* **Problem**:
From the data below, copy exactly the lines that lie between the one holding "Formation-chart tagging: label the stone tower" and the one holding "Formation-chart tagging: label the wooden podium", including both, and nothing more.

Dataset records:
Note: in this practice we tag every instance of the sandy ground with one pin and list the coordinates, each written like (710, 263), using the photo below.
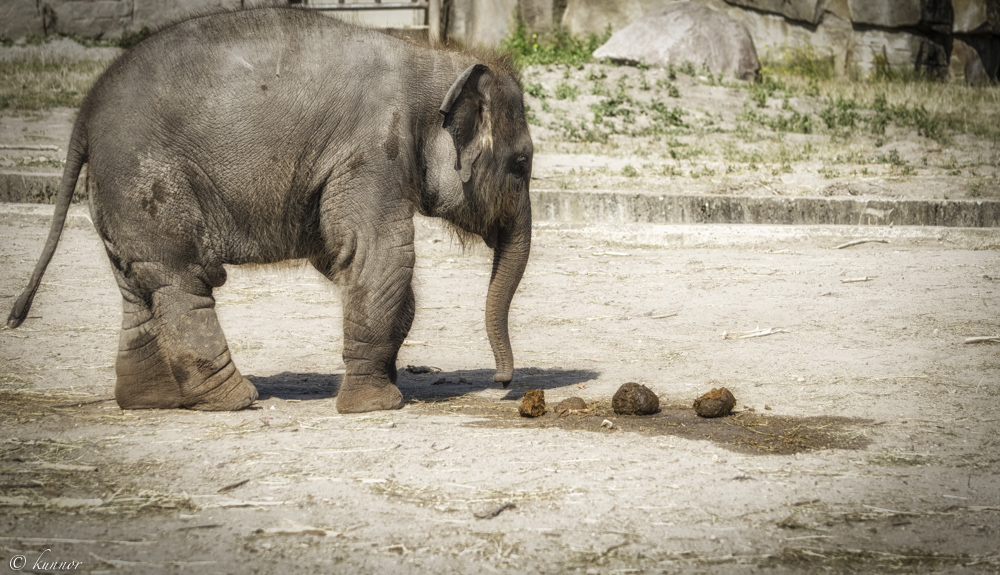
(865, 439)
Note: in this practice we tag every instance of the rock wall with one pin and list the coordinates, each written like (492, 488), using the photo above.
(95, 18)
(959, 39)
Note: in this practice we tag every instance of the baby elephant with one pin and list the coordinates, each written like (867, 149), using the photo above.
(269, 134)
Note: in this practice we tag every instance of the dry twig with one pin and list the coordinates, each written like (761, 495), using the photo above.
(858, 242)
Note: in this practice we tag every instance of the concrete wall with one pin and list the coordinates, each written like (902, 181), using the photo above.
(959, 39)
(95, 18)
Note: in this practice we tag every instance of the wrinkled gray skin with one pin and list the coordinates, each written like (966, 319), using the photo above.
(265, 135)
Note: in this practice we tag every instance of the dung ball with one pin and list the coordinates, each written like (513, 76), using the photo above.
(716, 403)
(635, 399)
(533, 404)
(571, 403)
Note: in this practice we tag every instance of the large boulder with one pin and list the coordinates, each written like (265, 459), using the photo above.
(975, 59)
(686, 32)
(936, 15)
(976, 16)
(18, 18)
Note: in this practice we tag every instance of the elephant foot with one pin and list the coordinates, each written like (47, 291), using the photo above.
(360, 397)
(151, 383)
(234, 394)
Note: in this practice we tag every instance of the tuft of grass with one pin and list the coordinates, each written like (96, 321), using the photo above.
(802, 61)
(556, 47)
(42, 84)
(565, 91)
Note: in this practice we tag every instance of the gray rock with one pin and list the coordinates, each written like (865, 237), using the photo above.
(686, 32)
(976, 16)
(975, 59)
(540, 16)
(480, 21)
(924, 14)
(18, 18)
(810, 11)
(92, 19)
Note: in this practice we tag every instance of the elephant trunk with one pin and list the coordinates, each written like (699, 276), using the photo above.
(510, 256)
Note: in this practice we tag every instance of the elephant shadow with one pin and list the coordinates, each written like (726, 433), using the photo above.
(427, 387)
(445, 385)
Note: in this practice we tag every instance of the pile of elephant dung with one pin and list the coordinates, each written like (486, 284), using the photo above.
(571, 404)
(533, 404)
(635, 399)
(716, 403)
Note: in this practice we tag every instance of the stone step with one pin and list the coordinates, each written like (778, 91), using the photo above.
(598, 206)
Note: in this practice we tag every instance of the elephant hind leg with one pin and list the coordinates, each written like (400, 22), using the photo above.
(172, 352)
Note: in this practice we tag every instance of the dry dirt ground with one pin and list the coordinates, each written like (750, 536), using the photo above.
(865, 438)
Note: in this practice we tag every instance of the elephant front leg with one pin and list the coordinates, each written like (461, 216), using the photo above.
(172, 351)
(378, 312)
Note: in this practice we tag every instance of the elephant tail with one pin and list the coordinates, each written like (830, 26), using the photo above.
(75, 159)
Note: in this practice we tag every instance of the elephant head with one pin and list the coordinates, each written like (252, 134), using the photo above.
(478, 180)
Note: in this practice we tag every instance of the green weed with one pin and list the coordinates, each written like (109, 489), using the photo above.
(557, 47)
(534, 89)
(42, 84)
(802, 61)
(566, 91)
...
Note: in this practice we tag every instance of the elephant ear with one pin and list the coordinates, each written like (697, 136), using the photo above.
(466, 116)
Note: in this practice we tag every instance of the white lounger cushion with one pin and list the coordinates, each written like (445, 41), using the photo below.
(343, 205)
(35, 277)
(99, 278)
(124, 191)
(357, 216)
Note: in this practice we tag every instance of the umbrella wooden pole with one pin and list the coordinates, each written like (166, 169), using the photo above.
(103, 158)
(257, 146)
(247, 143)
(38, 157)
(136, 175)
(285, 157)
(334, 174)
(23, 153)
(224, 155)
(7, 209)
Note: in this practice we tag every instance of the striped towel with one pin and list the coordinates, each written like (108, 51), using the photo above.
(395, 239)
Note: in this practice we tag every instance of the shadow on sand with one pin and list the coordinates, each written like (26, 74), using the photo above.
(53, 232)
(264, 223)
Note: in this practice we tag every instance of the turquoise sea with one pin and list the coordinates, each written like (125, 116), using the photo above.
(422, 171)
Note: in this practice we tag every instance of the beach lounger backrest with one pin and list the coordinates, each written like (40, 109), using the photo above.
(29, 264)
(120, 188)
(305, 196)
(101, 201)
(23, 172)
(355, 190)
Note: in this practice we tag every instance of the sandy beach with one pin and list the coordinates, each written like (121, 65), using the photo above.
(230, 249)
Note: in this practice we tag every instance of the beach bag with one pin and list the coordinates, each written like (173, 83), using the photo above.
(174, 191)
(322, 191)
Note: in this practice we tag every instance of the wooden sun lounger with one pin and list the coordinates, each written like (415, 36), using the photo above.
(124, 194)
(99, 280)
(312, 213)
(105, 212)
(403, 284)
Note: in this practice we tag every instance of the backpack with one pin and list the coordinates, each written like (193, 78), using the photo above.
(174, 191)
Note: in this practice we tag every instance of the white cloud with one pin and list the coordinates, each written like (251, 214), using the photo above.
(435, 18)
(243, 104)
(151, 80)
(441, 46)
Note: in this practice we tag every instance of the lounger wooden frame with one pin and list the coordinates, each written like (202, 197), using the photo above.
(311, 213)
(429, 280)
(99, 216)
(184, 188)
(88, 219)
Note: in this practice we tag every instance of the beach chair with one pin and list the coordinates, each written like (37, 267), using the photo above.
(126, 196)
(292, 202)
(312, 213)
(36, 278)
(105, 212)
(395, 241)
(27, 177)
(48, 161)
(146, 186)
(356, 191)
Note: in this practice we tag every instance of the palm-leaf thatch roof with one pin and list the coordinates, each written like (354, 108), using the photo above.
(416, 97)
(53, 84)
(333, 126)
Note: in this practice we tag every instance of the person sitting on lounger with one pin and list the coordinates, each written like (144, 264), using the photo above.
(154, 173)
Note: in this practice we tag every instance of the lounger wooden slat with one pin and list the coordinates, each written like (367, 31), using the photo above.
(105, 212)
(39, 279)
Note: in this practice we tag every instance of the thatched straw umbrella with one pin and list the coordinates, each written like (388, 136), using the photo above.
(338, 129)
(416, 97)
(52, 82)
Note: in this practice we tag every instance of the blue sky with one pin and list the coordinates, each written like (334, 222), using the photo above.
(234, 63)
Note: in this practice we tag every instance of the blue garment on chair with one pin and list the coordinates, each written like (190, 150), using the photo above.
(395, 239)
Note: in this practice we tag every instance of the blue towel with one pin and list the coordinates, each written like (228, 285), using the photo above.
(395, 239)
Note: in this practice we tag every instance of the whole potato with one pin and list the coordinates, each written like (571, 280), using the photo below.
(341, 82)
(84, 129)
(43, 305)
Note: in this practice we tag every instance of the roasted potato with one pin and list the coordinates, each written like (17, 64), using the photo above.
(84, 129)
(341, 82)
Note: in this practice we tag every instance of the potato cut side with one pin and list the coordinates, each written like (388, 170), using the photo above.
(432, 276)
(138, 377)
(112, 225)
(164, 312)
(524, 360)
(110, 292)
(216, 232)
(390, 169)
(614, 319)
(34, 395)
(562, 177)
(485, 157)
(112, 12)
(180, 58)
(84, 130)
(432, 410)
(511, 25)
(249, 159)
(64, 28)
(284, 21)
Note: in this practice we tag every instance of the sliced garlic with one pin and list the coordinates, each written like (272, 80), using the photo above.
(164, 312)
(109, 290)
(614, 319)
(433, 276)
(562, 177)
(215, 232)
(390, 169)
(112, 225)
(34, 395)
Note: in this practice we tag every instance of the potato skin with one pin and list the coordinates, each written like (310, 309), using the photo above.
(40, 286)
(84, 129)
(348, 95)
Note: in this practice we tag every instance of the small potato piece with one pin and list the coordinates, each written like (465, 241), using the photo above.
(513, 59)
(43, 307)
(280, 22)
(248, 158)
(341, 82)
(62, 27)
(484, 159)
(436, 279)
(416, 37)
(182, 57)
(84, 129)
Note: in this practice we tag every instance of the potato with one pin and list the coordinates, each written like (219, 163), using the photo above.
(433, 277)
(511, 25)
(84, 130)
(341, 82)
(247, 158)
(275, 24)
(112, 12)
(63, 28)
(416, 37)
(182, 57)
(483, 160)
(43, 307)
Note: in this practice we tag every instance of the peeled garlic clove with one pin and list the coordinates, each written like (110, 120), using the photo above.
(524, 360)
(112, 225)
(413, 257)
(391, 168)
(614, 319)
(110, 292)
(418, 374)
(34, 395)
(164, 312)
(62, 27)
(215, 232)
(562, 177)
--
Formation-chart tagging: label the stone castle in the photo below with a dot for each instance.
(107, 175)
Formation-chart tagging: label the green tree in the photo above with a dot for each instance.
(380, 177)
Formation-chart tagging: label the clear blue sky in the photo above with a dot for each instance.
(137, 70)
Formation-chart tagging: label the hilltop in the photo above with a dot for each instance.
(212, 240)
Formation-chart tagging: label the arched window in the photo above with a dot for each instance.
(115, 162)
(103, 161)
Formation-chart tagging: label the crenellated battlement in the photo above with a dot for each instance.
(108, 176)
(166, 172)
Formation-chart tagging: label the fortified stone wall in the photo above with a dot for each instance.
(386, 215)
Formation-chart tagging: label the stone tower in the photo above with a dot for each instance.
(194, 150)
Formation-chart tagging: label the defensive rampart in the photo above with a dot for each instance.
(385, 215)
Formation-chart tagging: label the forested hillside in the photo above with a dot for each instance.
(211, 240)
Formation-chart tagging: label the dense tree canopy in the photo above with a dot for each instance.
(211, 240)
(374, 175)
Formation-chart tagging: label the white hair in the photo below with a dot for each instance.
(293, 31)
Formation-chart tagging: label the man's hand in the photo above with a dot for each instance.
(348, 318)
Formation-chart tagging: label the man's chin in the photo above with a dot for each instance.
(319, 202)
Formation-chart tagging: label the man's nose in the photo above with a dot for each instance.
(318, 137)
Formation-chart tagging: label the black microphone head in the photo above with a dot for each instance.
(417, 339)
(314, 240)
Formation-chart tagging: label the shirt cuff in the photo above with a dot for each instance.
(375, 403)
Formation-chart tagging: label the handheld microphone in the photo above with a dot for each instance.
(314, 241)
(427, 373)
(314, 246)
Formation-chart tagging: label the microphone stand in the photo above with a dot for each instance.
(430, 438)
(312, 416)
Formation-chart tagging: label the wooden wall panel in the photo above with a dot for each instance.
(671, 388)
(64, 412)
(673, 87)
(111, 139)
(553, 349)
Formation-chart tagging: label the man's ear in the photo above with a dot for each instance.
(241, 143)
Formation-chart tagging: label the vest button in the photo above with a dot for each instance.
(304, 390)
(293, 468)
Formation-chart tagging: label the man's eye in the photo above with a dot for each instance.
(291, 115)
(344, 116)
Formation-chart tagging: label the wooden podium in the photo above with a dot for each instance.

* **Your solution**:
Formation-chart tagging: label the stone tower in the photo above with a dot for each instance.
(194, 150)
Formation-chart tagging: label the defensive rampart in the photo above with a dot for each instance.
(385, 215)
Formation-chart tagging: label the forested hillside in the photo above with a dot for each instance.
(211, 240)
Formation-chart tagging: label the dense tree canopy in the photo above with a dot for each instance.
(211, 240)
(374, 175)
Formation-chart tagging: label the white hair in the photo below with a dot for each instance.
(293, 31)
Formation-chart tagging: label the man's hand in the photo above with a dot for each instance.
(348, 318)
Formation-chart tagging: label the man's chin in the photo above with a dot for each instance.
(319, 202)
Formation-chart tagging: label the man's nose in the photo above with a dot for each instance.
(318, 137)
Formation-chart tagging: label the black microphone head in the photo above with a dot for each instance.
(417, 339)
(314, 240)
Formation-chart tagging: label the shirt cuff in the photo above with a dot for each instance.
(375, 403)
Formation-chart tagging: label the handheld microphone in the photo above with a dot for each instance.
(314, 241)
(427, 373)
(314, 246)
Formation-chart tagging: label the microphone stand in the photo above with a dot for each instance.
(430, 438)
(312, 416)
Formation-chart tagging: label the wooden wall panel in the photo above with a dot for each instance.
(671, 388)
(64, 412)
(673, 87)
(111, 139)
(553, 349)
Formation-chart tagging: label the man's ear in the photo above with a dot for each instance.
(241, 143)
Formation-chart tagging: label the vest button in the photo above with a dot for each instance.
(304, 390)
(293, 468)
Formation-chart tagging: label the man's eye in the photo above with a dot for each instance.
(291, 115)
(344, 116)
Formation-chart tagging: label the wooden podium in the photo above with a dot for each instance.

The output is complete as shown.